A team of experts from the University of Cambridge’s MRC Cognition and Brain Sciences Unit (MRC CBU) and Department of Psychiatry spent a day at Cambridge Academy for Science and Technology, talking to Year 10 students about the teenage brain and how it works, what happens to the brain when it is under stress and ways to stay well.
Interactive workshops, designed to engage students, ran throughout the day. The event was organised as one of the Academy’s Big Question Days, as part of the Personal Health and Social Education (PSHE) which is part of the national curriculum.
Workshops included showing students the direct impact stress has on our bodies and the way we think.
In one, a volunteer was asked to answer challenging maths questions whilst standing with their hand in a bowl of ice-cold water to demonstrate how stress affects a person’s ability to think clearly.
The second workshop involved students being given a super sour sweet and being asked to hold it in their mouths for as long as they could whilst Dr Melissa Black, from the MRC CBU, talked them through the process.
The aim of the workshop was to teach students about working through uncomfortable emotions – using the analogy that working through something uncomfortable and coming out the other end demonstrates to young people the importance of working through difficult situations knowing that things will improve in time.
Organiser Dr Martina Di Simplicio, a clinical scientist at the MRC CBU and psychiatrist in the NHS, said: “The aim of the day is to familiarise the students with mental health and issues around mental illness. We discussed how to maintain their wellbeing using our research and the knowledge of what we understand about how the brain works and what happens in the brain when people start feeling unwell, from having hallucinations to how we respond to stress and social pressure.”

# [What to work on]
Reproduce the passage from the workshop article from "Interactive workshops, designed" up to and including "the national curriculum.", word for word.

# [Given data]
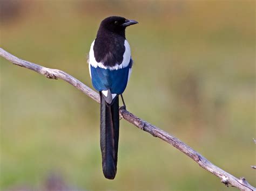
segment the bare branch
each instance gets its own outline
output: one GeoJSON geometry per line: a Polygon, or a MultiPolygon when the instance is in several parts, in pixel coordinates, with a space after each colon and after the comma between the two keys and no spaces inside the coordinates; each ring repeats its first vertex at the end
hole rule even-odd
{"type": "MultiPolygon", "coordinates": [[[[51,69],[36,65],[35,63],[21,60],[0,48],[0,55],[14,64],[34,70],[51,79],[60,79],[70,83],[85,94],[99,103],[99,96],[98,93],[92,90],[79,80],[70,75],[58,69],[51,69]]],[[[244,178],[238,179],[213,165],[198,152],[179,139],[169,134],[166,132],[158,128],[149,122],[137,117],[133,114],[120,108],[120,116],[139,129],[146,131],[153,136],[159,138],[176,147],[183,153],[190,157],[200,166],[219,177],[221,182],[227,186],[230,185],[241,190],[255,190],[254,187],[251,186],[244,178]]]]}

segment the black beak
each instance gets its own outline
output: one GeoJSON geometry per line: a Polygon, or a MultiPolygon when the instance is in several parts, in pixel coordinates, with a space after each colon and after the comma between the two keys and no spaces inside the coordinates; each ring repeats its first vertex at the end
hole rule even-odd
{"type": "Polygon", "coordinates": [[[128,26],[132,25],[135,25],[136,24],[137,24],[137,23],[138,23],[136,20],[126,19],[125,23],[122,24],[121,26],[128,26]]]}

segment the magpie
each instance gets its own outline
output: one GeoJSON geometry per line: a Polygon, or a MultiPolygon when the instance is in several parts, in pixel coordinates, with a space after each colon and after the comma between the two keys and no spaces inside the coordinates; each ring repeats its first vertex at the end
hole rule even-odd
{"type": "Polygon", "coordinates": [[[127,26],[138,23],[124,17],[111,16],[100,23],[89,55],[90,75],[100,97],[100,142],[104,176],[113,179],[117,173],[119,132],[118,96],[126,87],[132,60],[125,38],[127,26]]]}

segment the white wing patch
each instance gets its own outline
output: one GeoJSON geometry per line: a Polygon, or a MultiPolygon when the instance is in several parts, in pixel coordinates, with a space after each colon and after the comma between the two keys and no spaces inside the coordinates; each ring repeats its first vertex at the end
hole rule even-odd
{"type": "Polygon", "coordinates": [[[112,94],[112,99],[113,100],[114,97],[117,96],[117,94],[112,94]]]}
{"type": "Polygon", "coordinates": [[[107,97],[107,91],[108,90],[102,90],[102,92],[105,96],[105,97],[107,97]]]}
{"type": "MultiPolygon", "coordinates": [[[[109,90],[102,90],[102,93],[103,94],[103,95],[105,96],[105,97],[107,97],[107,93],[108,93],[109,90]]],[[[112,99],[113,100],[114,97],[117,96],[117,94],[111,94],[112,95],[112,99]]]]}
{"type": "Polygon", "coordinates": [[[129,81],[130,77],[131,77],[131,74],[132,74],[132,68],[129,68],[129,73],[128,73],[128,80],[127,81],[127,83],[129,81]]]}
{"type": "Polygon", "coordinates": [[[130,60],[131,59],[131,48],[130,47],[129,43],[126,40],[125,40],[124,41],[124,46],[125,47],[125,51],[124,51],[124,55],[123,55],[123,61],[120,65],[116,63],[116,65],[113,67],[105,66],[104,65],[103,65],[103,63],[102,62],[98,62],[96,61],[94,56],[93,51],[93,46],[95,42],[95,40],[93,40],[91,45],[91,49],[90,49],[89,53],[89,59],[88,60],[88,62],[89,65],[91,65],[92,67],[95,68],[99,67],[101,68],[109,69],[111,70],[117,70],[118,69],[121,69],[123,68],[125,68],[129,65],[130,60]]]}

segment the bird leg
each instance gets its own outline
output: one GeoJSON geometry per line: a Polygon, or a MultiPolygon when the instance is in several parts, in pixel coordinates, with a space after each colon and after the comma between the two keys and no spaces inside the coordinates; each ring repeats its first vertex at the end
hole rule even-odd
{"type": "Polygon", "coordinates": [[[122,101],[123,102],[123,107],[125,109],[126,109],[126,105],[125,105],[125,103],[124,102],[124,98],[123,97],[123,94],[121,94],[122,101]]]}

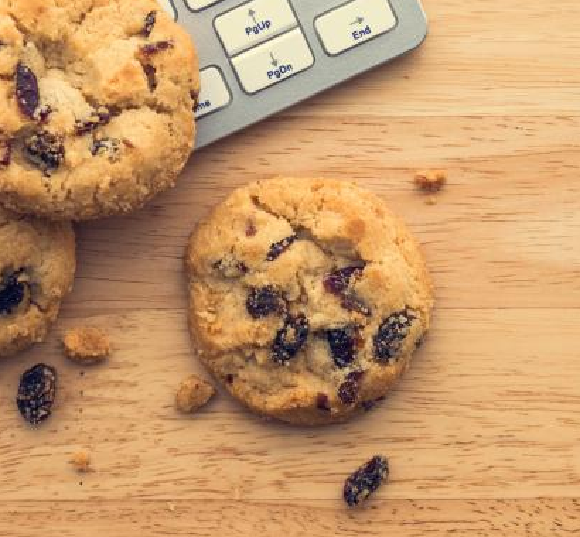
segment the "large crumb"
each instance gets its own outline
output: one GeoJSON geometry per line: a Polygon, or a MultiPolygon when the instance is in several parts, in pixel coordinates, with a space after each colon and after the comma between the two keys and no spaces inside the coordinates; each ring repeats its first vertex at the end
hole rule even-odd
{"type": "Polygon", "coordinates": [[[102,330],[88,326],[69,330],[62,339],[64,352],[79,364],[95,364],[111,354],[111,342],[102,330]]]}
{"type": "Polygon", "coordinates": [[[91,459],[86,452],[77,452],[73,454],[69,462],[77,472],[85,473],[89,470],[91,459]]]}
{"type": "Polygon", "coordinates": [[[194,412],[207,403],[215,393],[213,386],[192,374],[179,385],[175,403],[182,412],[194,412]]]}
{"type": "Polygon", "coordinates": [[[446,182],[444,170],[426,170],[415,175],[415,184],[425,192],[438,192],[446,182]]]}

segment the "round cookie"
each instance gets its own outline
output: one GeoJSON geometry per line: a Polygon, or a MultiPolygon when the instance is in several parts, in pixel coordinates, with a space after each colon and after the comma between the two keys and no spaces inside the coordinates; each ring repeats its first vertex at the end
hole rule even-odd
{"type": "Polygon", "coordinates": [[[0,0],[0,202],[76,220],[142,206],[185,164],[199,91],[156,0],[0,0]]]}
{"type": "Polygon", "coordinates": [[[354,184],[277,178],[233,192],[186,254],[200,360],[254,411],[317,425],[369,409],[429,328],[417,243],[354,184]]]}
{"type": "Polygon", "coordinates": [[[69,223],[0,208],[0,356],[42,341],[70,290],[75,240],[69,223]]]}

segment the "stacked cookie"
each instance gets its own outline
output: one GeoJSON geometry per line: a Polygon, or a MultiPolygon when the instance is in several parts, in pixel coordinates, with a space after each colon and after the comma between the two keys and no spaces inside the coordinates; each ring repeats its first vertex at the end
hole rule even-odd
{"type": "Polygon", "coordinates": [[[155,0],[0,0],[0,355],[56,317],[69,221],[175,184],[199,91],[191,40],[155,0]]]}

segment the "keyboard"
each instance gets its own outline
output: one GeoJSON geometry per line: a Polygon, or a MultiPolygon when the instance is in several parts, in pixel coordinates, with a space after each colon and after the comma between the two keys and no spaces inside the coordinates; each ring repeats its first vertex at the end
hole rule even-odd
{"type": "Polygon", "coordinates": [[[419,0],[158,0],[191,34],[202,148],[412,50],[419,0]]]}

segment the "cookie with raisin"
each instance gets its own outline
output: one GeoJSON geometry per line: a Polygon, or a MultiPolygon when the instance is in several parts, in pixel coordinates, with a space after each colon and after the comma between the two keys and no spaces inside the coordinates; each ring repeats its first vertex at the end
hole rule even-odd
{"type": "Polygon", "coordinates": [[[199,359],[253,411],[318,425],[381,400],[429,327],[417,242],[356,185],[276,178],[233,192],[192,234],[199,359]]]}
{"type": "Polygon", "coordinates": [[[70,224],[0,208],[0,357],[44,340],[76,268],[70,224]]]}
{"type": "Polygon", "coordinates": [[[155,0],[0,0],[0,203],[52,220],[141,206],[185,166],[199,91],[155,0]]]}

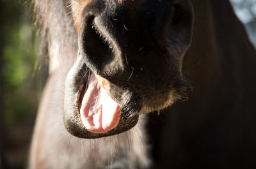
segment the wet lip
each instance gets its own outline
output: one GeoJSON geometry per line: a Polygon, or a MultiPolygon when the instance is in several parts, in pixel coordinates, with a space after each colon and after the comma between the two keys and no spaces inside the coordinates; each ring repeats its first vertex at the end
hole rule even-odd
{"type": "Polygon", "coordinates": [[[78,94],[80,119],[88,131],[93,133],[107,133],[119,123],[120,107],[100,86],[94,73],[90,75],[86,84],[78,94]]]}

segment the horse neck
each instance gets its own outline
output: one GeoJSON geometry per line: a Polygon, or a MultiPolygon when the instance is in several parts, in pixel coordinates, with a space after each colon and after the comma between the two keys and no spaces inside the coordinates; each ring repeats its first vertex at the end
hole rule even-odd
{"type": "Polygon", "coordinates": [[[183,72],[201,97],[227,99],[229,93],[245,87],[248,78],[256,81],[246,73],[255,66],[255,48],[229,1],[194,0],[192,3],[193,37],[184,57],[183,72]]]}

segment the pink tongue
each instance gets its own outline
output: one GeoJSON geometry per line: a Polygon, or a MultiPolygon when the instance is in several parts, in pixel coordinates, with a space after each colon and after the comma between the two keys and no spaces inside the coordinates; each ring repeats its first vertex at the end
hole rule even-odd
{"type": "Polygon", "coordinates": [[[106,133],[118,124],[119,106],[100,88],[94,75],[88,82],[80,115],[86,129],[95,133],[106,133]]]}

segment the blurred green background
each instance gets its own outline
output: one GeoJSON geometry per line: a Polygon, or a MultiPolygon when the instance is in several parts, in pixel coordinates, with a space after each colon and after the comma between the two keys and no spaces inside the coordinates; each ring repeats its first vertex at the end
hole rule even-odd
{"type": "Polygon", "coordinates": [[[30,1],[0,0],[1,168],[24,168],[44,82],[30,1]]]}
{"type": "MultiPolygon", "coordinates": [[[[256,0],[231,1],[256,43],[256,0]]],[[[26,168],[47,77],[31,16],[31,0],[0,0],[1,168],[26,168]]]]}

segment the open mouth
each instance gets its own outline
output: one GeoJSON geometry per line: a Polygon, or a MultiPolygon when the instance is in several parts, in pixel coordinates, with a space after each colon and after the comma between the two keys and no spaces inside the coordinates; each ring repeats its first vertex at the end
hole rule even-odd
{"type": "Polygon", "coordinates": [[[90,72],[86,85],[78,95],[80,118],[86,129],[94,133],[105,133],[118,124],[119,105],[100,87],[95,74],[90,72]]]}

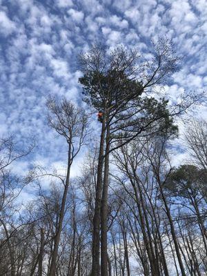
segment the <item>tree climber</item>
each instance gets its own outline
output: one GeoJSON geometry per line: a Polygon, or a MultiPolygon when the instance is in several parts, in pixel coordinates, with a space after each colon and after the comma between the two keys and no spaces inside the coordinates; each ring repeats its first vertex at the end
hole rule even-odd
{"type": "Polygon", "coordinates": [[[98,121],[99,121],[101,123],[102,123],[102,121],[103,121],[103,112],[102,112],[102,111],[99,111],[99,112],[97,114],[97,117],[98,117],[98,121]]]}

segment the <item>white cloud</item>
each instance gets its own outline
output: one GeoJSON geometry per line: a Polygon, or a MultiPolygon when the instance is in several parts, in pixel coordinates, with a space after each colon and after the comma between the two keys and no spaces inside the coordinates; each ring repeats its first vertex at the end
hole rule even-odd
{"type": "Polygon", "coordinates": [[[15,30],[14,22],[8,17],[5,12],[0,11],[0,33],[8,36],[11,34],[15,30]]]}
{"type": "Polygon", "coordinates": [[[58,0],[57,5],[59,8],[68,8],[73,5],[72,0],[58,0]]]}
{"type": "Polygon", "coordinates": [[[72,20],[77,23],[81,23],[83,20],[84,14],[81,11],[71,8],[68,11],[68,13],[72,17],[72,20]]]}

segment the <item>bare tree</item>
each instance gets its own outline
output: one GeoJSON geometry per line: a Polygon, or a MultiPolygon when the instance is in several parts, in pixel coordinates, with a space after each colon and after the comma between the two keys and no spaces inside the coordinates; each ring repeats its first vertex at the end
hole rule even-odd
{"type": "Polygon", "coordinates": [[[60,135],[65,137],[68,144],[67,173],[66,179],[61,179],[63,184],[63,193],[48,273],[49,276],[54,276],[64,217],[66,197],[70,184],[71,165],[85,142],[87,116],[82,109],[76,107],[66,99],[58,103],[55,99],[50,98],[47,102],[47,106],[49,110],[49,125],[60,135]]]}

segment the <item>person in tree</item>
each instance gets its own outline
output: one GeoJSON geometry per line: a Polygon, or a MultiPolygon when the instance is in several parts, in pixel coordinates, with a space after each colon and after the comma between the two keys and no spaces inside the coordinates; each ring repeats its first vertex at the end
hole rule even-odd
{"type": "Polygon", "coordinates": [[[98,117],[98,121],[99,121],[101,123],[102,123],[102,121],[103,121],[103,112],[102,112],[102,111],[99,111],[99,112],[97,114],[97,117],[98,117]]]}

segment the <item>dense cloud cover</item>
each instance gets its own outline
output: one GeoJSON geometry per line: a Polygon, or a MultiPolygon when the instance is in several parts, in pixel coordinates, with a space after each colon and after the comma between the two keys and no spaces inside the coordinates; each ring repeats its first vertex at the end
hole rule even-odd
{"type": "MultiPolygon", "coordinates": [[[[21,141],[34,137],[32,158],[43,165],[64,161],[64,148],[46,124],[46,97],[65,95],[82,104],[76,57],[95,41],[148,53],[152,39],[166,36],[183,60],[166,92],[176,98],[206,86],[205,0],[0,0],[0,135],[13,133],[21,141]]],[[[205,106],[201,112],[206,115],[205,106]]]]}

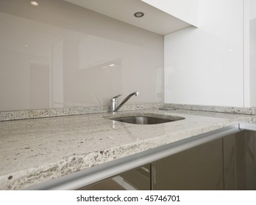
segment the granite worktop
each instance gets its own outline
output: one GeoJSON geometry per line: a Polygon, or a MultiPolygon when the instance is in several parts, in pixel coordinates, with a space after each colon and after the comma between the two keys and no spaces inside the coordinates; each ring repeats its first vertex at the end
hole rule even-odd
{"type": "Polygon", "coordinates": [[[113,122],[113,113],[90,113],[0,122],[0,189],[25,187],[115,159],[180,141],[240,122],[253,115],[188,110],[121,111],[183,117],[140,125],[113,122]]]}

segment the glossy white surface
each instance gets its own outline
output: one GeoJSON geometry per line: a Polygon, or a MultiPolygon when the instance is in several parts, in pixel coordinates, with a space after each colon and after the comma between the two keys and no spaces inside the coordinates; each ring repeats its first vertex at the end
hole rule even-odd
{"type": "Polygon", "coordinates": [[[161,35],[191,26],[187,23],[189,21],[184,21],[184,19],[179,18],[175,12],[163,12],[141,0],[65,1],[161,35]],[[144,16],[140,18],[135,18],[133,15],[136,12],[143,12],[144,16]]]}
{"type": "Polygon", "coordinates": [[[163,102],[163,36],[63,0],[29,2],[0,0],[0,111],[109,105],[137,90],[128,104],[163,102]]]}
{"type": "Polygon", "coordinates": [[[199,5],[199,28],[165,36],[165,102],[243,107],[243,1],[199,5]]]}
{"type": "Polygon", "coordinates": [[[256,106],[256,1],[249,1],[250,106],[256,106]]]}
{"type": "Polygon", "coordinates": [[[168,14],[197,26],[199,0],[141,0],[168,14]]]}
{"type": "Polygon", "coordinates": [[[252,116],[182,110],[117,114],[138,112],[185,119],[139,125],[98,113],[1,122],[0,189],[22,189],[238,122],[255,122],[252,116]]]}

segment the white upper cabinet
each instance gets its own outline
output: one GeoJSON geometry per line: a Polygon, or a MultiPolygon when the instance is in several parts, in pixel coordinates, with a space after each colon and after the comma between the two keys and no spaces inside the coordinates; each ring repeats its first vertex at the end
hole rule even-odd
{"type": "Polygon", "coordinates": [[[196,13],[197,4],[189,3],[196,0],[170,1],[171,4],[168,0],[65,1],[161,35],[196,26],[196,18],[190,12],[196,13]],[[166,8],[168,10],[164,9],[169,7],[171,8],[166,8]],[[143,12],[144,16],[135,18],[136,12],[143,12]],[[191,16],[193,19],[190,19],[191,16]]]}

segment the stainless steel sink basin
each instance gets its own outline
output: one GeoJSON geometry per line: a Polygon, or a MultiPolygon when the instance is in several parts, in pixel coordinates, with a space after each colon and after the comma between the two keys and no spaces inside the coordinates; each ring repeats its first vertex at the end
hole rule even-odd
{"type": "Polygon", "coordinates": [[[173,122],[174,120],[170,120],[166,119],[160,119],[156,117],[150,116],[130,116],[130,117],[120,117],[116,118],[114,120],[131,123],[131,124],[160,124],[165,122],[173,122]]]}
{"type": "Polygon", "coordinates": [[[185,119],[183,117],[155,113],[138,113],[132,116],[112,116],[107,118],[113,121],[135,124],[154,124],[185,119]]]}

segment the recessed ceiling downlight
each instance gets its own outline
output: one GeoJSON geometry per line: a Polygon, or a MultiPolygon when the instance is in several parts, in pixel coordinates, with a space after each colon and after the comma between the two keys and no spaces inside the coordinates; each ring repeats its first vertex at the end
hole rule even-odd
{"type": "Polygon", "coordinates": [[[141,18],[144,15],[144,13],[142,12],[138,12],[134,14],[134,16],[136,18],[141,18]]]}
{"type": "Polygon", "coordinates": [[[33,6],[38,6],[39,5],[38,2],[35,1],[31,1],[30,4],[33,6]]]}

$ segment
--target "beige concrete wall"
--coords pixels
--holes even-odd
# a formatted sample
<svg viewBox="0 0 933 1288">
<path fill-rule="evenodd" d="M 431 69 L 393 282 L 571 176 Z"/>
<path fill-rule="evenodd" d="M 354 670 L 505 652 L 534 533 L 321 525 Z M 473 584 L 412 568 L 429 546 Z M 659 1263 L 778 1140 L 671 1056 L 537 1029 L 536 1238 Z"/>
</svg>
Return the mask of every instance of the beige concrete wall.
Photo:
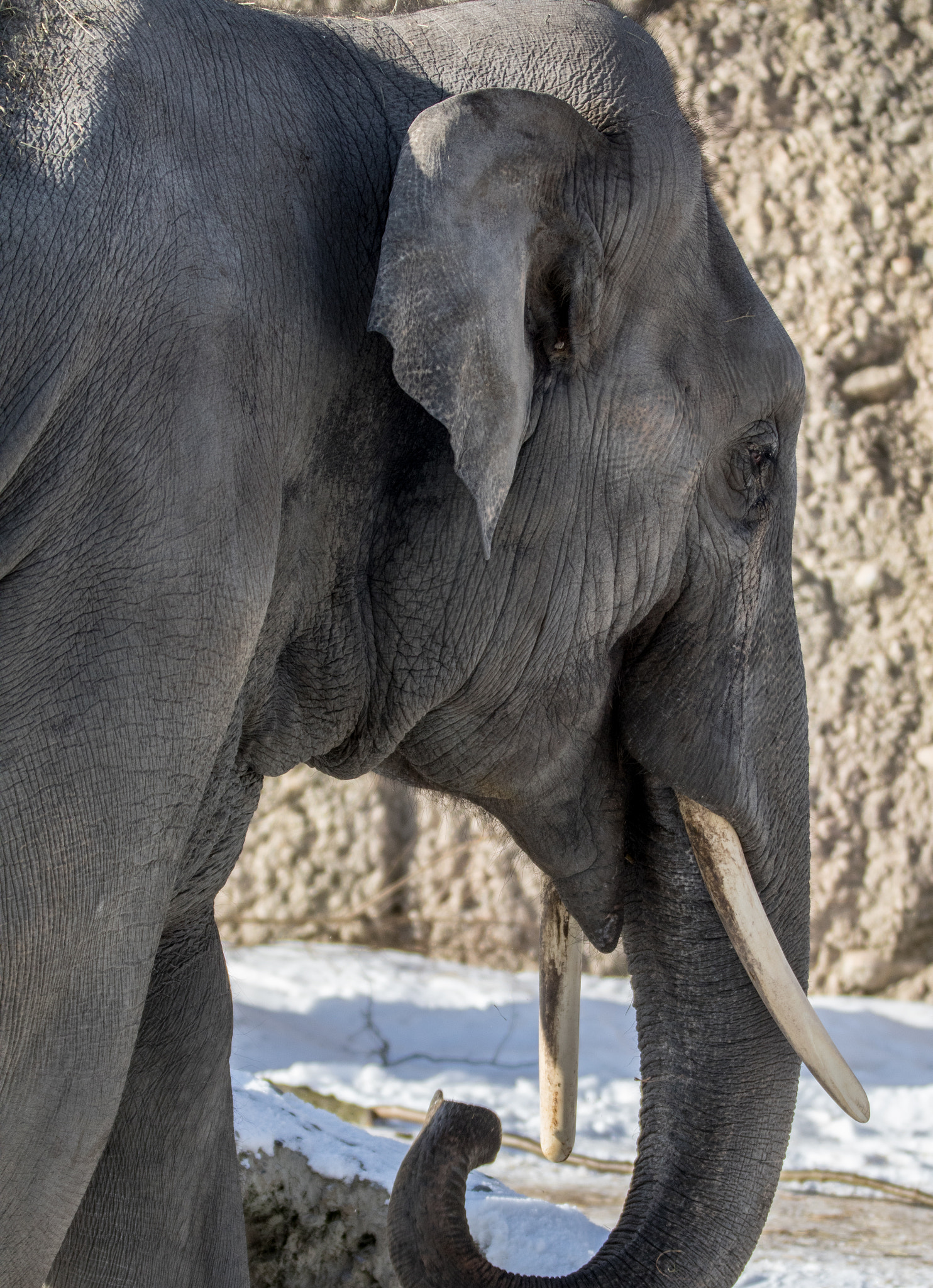
<svg viewBox="0 0 933 1288">
<path fill-rule="evenodd" d="M 494 828 L 374 774 L 344 783 L 301 765 L 266 781 L 217 895 L 220 933 L 238 944 L 318 939 L 533 966 L 540 875 Z M 622 953 L 588 949 L 587 962 L 625 970 Z"/>
</svg>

# [Expected output]
Interactive workshops, designed to engage students, ran throughout the day. The event was organised as one of the Academy’s Big Question Days, as part of the Personal Health and Social Education (PSHE) which is part of the national curriculum.